Exercise brief: Please quote the lines below exactly, leaving out the pictures.

[Pointing dataset records]
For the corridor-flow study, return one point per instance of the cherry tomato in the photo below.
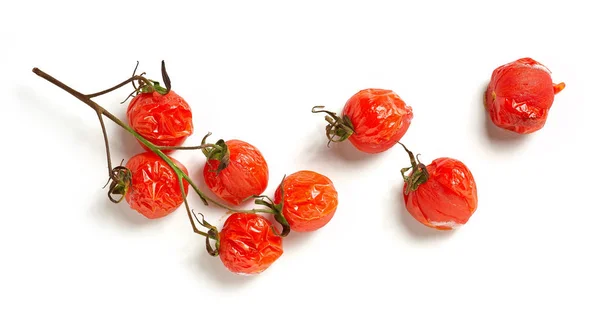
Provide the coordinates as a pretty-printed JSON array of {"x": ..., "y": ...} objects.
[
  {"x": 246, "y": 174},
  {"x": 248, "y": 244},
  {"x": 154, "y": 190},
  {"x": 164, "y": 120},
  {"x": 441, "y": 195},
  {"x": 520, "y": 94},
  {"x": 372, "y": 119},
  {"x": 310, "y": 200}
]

Result for this exercise:
For the corridor-flow study, return one point per instance of the cherry tomato in the photo below.
Provide the coordinates as a pretty-printed JSON array of {"x": ..., "y": ...} objects.
[
  {"x": 246, "y": 174},
  {"x": 248, "y": 244},
  {"x": 154, "y": 190},
  {"x": 164, "y": 120},
  {"x": 441, "y": 195},
  {"x": 520, "y": 94},
  {"x": 372, "y": 119},
  {"x": 310, "y": 200}
]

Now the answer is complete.